-- What the task asks --
Retype all the entries word for word, but omit the pictures.

━━━━━ Excerpted data ━━━━━

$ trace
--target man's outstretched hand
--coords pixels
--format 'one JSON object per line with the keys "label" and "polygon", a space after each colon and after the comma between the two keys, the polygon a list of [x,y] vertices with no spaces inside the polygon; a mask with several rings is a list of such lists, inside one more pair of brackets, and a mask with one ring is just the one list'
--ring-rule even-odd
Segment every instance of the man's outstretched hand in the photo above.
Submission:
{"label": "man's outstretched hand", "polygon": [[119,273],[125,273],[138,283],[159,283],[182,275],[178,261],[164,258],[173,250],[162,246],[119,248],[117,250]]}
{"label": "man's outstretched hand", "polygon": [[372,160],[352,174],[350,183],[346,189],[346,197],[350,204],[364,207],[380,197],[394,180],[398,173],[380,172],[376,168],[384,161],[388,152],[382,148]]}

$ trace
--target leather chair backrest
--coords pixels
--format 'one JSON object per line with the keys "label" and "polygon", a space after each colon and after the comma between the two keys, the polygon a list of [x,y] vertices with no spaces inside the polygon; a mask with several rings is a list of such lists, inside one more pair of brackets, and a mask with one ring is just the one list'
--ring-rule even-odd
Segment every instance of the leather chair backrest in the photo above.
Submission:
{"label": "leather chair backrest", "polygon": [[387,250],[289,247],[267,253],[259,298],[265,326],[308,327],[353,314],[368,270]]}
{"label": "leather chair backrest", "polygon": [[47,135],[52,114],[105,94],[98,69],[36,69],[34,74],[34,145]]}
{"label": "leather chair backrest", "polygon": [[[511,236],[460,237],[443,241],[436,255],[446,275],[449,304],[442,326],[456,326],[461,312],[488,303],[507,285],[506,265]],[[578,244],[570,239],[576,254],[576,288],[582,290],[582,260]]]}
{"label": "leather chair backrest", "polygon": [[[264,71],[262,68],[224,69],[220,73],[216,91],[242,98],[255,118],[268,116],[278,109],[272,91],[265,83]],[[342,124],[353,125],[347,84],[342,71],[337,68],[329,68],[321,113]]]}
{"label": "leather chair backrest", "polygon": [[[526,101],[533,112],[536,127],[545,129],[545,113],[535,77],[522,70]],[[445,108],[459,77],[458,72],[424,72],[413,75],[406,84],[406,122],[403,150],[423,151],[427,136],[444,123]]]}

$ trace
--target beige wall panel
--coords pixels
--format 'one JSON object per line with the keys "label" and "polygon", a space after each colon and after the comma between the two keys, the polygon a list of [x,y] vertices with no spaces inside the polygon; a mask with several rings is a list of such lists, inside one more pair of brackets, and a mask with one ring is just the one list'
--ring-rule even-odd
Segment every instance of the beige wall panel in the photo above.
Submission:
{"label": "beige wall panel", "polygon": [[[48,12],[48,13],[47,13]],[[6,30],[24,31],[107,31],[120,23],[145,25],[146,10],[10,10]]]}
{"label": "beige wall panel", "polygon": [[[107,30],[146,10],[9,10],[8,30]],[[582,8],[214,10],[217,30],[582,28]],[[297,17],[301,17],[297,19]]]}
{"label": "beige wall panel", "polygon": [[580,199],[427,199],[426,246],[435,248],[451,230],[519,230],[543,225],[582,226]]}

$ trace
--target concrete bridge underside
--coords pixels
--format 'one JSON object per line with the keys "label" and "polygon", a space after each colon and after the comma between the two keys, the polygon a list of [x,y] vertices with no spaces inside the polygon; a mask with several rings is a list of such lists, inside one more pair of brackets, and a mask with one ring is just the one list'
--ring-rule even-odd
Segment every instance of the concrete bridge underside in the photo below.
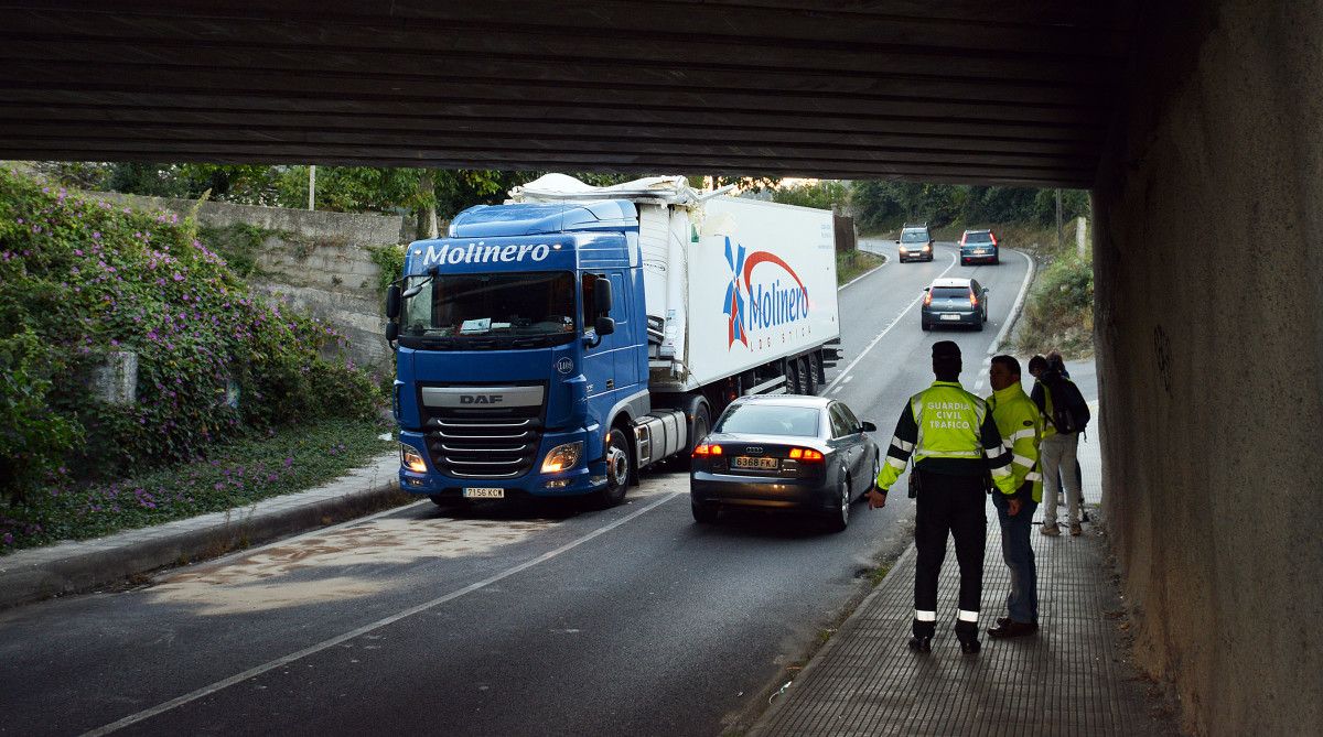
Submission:
{"label": "concrete bridge underside", "polygon": [[1316,734],[1320,37],[1254,0],[0,0],[0,158],[1091,188],[1138,658],[1193,732]]}

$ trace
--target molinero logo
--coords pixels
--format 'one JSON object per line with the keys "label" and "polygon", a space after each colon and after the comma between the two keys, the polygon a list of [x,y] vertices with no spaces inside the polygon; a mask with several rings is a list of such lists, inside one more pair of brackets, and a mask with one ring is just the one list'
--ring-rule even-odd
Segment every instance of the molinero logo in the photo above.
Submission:
{"label": "molinero logo", "polygon": [[[749,333],[789,325],[808,317],[808,288],[783,262],[781,256],[767,251],[745,254],[745,247],[726,238],[726,264],[730,267],[730,284],[726,285],[726,298],[722,313],[729,320],[726,347],[744,343],[749,347]],[[754,284],[753,272],[759,264],[778,267],[783,275],[773,269],[759,269],[761,281]],[[771,277],[771,281],[767,279]]]}

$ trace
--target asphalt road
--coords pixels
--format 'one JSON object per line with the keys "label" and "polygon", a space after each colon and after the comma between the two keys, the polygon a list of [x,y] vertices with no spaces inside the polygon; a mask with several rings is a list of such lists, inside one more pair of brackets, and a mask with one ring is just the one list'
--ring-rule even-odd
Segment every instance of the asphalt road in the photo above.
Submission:
{"label": "asphalt road", "polygon": [[[959,267],[943,243],[931,264],[893,259],[845,288],[845,362],[826,391],[885,446],[931,380],[931,343],[951,338],[986,395],[1027,265]],[[991,288],[984,332],[919,330],[941,275]],[[909,544],[910,514],[893,494],[839,535],[761,514],[700,527],[681,473],[599,512],[422,502],[0,614],[0,733],[720,734]]]}

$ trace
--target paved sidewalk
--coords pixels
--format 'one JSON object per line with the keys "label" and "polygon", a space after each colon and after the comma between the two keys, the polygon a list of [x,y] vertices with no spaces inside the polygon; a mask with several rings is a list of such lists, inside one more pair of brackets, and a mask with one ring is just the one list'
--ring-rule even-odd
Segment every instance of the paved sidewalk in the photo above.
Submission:
{"label": "paved sidewalk", "polygon": [[[1080,444],[1080,460],[1085,499],[1097,519],[1097,437]],[[987,516],[984,630],[1004,615],[1009,590],[991,502]],[[1041,522],[1041,511],[1036,519]],[[1176,734],[1170,721],[1150,716],[1146,684],[1123,660],[1122,604],[1101,530],[1085,524],[1085,534],[1072,538],[1062,527],[1060,538],[1045,538],[1036,524],[1032,539],[1041,623],[1036,637],[995,641],[984,631],[979,655],[960,652],[951,631],[959,585],[951,547],[933,652],[912,652],[910,547],[749,734]]]}
{"label": "paved sidewalk", "polygon": [[0,609],[118,585],[179,563],[214,557],[398,502],[400,457],[389,453],[327,485],[255,505],[65,542],[0,557]]}

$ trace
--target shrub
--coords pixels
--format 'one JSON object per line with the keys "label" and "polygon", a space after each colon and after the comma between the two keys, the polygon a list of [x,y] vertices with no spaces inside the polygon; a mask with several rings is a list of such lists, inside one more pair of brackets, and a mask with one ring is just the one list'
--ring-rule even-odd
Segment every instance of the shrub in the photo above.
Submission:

━━━━━

-- Response --
$ trace
--target man's outstretched hand
--coords pixels
--format 'one JSON object per line with the keys "label" and "polygon", a space after each colon and after the comma between the two keys, the polygon a list of [x,y] vertices with no spaces inside the polygon; a mask with several rings is a list of such lists, inside one more pair of brackets, and a mask with one ring is just the one list'
--ring-rule even-odd
Segment every instance of the man's outstretched hand in the photo above.
Submission:
{"label": "man's outstretched hand", "polygon": [[119,273],[125,273],[138,283],[159,283],[182,275],[178,261],[164,258],[173,250],[162,246],[119,248],[117,250]]}
{"label": "man's outstretched hand", "polygon": [[372,160],[352,174],[350,183],[346,189],[346,197],[350,204],[364,207],[380,197],[394,180],[398,173],[380,172],[376,168],[384,161],[388,152],[382,148]]}

$ trace
--target leather chair backrest
--coords pixels
--format 'one JSON object per line with the keys "label" and "polygon", a space after each colon and after the comma between the two keys, the polygon a list of [x,y] vertices with no spaces inside the polygon; a mask with several rings is a list of such lists, inside one more pair of brackets, and a mask with one ring is just the one list'
--ring-rule even-odd
Segment every instance of the leather chair backrest in the photo above.
Submission:
{"label": "leather chair backrest", "polygon": [[387,250],[289,247],[267,253],[259,298],[265,326],[308,327],[353,314],[368,270]]}
{"label": "leather chair backrest", "polygon": [[47,135],[52,114],[105,94],[98,69],[36,69],[34,74],[34,145]]}
{"label": "leather chair backrest", "polygon": [[[511,236],[460,237],[443,241],[436,255],[446,275],[449,304],[442,326],[456,326],[461,312],[488,303],[507,285],[506,265]],[[578,244],[570,239],[576,254],[576,288],[582,290],[582,260]]]}
{"label": "leather chair backrest", "polygon": [[[264,71],[262,68],[224,69],[220,73],[216,91],[242,98],[255,118],[268,116],[278,109],[272,91],[265,83]],[[342,124],[353,125],[347,84],[342,71],[337,68],[329,68],[321,113]]]}
{"label": "leather chair backrest", "polygon": [[[526,101],[533,112],[536,127],[545,129],[545,113],[535,77],[522,70]],[[445,108],[459,77],[458,72],[424,72],[413,75],[406,84],[406,122],[403,150],[423,151],[427,136],[444,123]]]}

$ trace
--target beige wall panel
--coords pixels
--format 'one JSON object per line with the keys "label" and "polygon", a space after each colon and after the comma between the two keys, the polygon a list of [x,y] vertices with no spaces inside the polygon; a mask with several rings is a list of such lists, inside one more pair of brackets, and a mask with one ring is just the one list'
--ring-rule even-odd
Segment every instance of the beige wall panel in the photo above.
Submission:
{"label": "beige wall panel", "polygon": [[[48,12],[48,13],[47,13]],[[6,30],[24,31],[107,31],[120,23],[145,25],[146,10],[10,10]]]}
{"label": "beige wall panel", "polygon": [[[107,30],[146,10],[9,10],[8,30]],[[582,8],[214,10],[217,30],[582,28]],[[297,17],[301,17],[297,19]]]}
{"label": "beige wall panel", "polygon": [[580,199],[427,199],[426,246],[435,248],[451,230],[519,230],[543,225],[582,226]]}

$ trace
--target concrete bridge underside
--coords pixels
--format 'one JSON object per line with the keys "label" and "polygon", a space after each colon and after the comma between the two keys, the polygon a list of [x,y] vertices with no spaces inside the polygon; a mask with several rings is a list of such lists, inside one more pair of brackets, and a mask with one ring is just the one list'
--ring-rule even-odd
Segment every instance of the concrete bridge underside in the photo below.
Submission:
{"label": "concrete bridge underside", "polygon": [[1316,734],[1320,37],[1254,0],[0,0],[0,158],[1091,188],[1138,658],[1193,732]]}

$ trace
--target molinero logo
--coords pixels
--format 'one JSON object per line with the keys "label" and "polygon", a space after each colon and after the comma between the two keys, the polygon a list of [x,y] vertices with no spaces inside the polygon; a mask with several rings is a list of such lists, inside one more pair of brackets, and a mask with one ring is just the one list'
--ring-rule even-odd
Segment every instance of the molinero logo in the photo above.
Submission:
{"label": "molinero logo", "polygon": [[[749,333],[789,325],[808,317],[808,288],[783,262],[781,256],[767,251],[745,254],[745,247],[726,238],[726,264],[730,267],[730,284],[726,285],[726,298],[722,313],[729,320],[726,347],[744,343],[749,347]],[[754,284],[753,272],[759,264],[778,267],[783,275],[773,269],[759,269],[761,281]],[[771,277],[771,281],[767,279]]]}

$ trace
--target asphalt road
--coords pixels
--format 'one JSON object per line with the keys "label" and "polygon", a space after each colon and after the comma between the two keys, the polygon a list of [x,y] vertices with no spaces inside the polygon; a mask with several rings is a list of such lists, inside one more pair of brackets, and a mask with one ring is just the one list'
--ring-rule even-odd
Segment every instance of the asphalt road in the photo above.
Submission:
{"label": "asphalt road", "polygon": [[[959,267],[943,243],[931,264],[893,259],[845,288],[845,362],[826,391],[885,446],[931,380],[931,343],[951,338],[986,395],[1027,265]],[[991,288],[984,332],[919,330],[941,275]],[[909,544],[910,514],[893,494],[839,535],[761,514],[700,527],[681,473],[599,512],[422,502],[0,614],[0,733],[720,734]]]}

$ trace
--target paved sidewalk
--coords pixels
--format 'one JSON object per line with the keys "label" and "polygon", a space after each colon and after the comma between the two keys, the polygon a list of [x,y] vertices with no spaces inside the polygon; a mask with several rings is a list of such lists, inside one more pair of brackets, and a mask with one ring is just the one list'
--ring-rule even-odd
Segment every instance of the paved sidewalk in the photo above.
Submission:
{"label": "paved sidewalk", "polygon": [[[1080,444],[1080,460],[1085,499],[1097,519],[1097,437]],[[987,516],[984,630],[1004,615],[1009,590],[991,502]],[[1041,522],[1041,511],[1036,519]],[[1176,734],[1170,721],[1150,716],[1146,684],[1123,660],[1122,604],[1101,530],[1085,524],[1085,534],[1072,538],[1062,527],[1060,538],[1045,538],[1036,524],[1032,539],[1041,623],[1036,637],[995,641],[984,631],[979,655],[960,652],[951,631],[959,585],[951,547],[933,652],[912,652],[910,547],[749,734]]]}
{"label": "paved sidewalk", "polygon": [[0,609],[118,585],[179,563],[214,557],[398,502],[400,457],[389,453],[327,485],[255,505],[65,542],[0,557]]}

$ trace
--target shrub
--coords pixels
--format 'one JSON object per line with the keys "label" and "polygon", a space after each colon and after the comma between the two keys, the polygon a list of [x,y] vertices with no spaces inside the polygon; a mask with several rings is a list of such lists, inside one more pair of brackets, and a mask with one ring is just the one list'
--ring-rule even-odd
Segment every instance of the shrub in the photo above.
Submission:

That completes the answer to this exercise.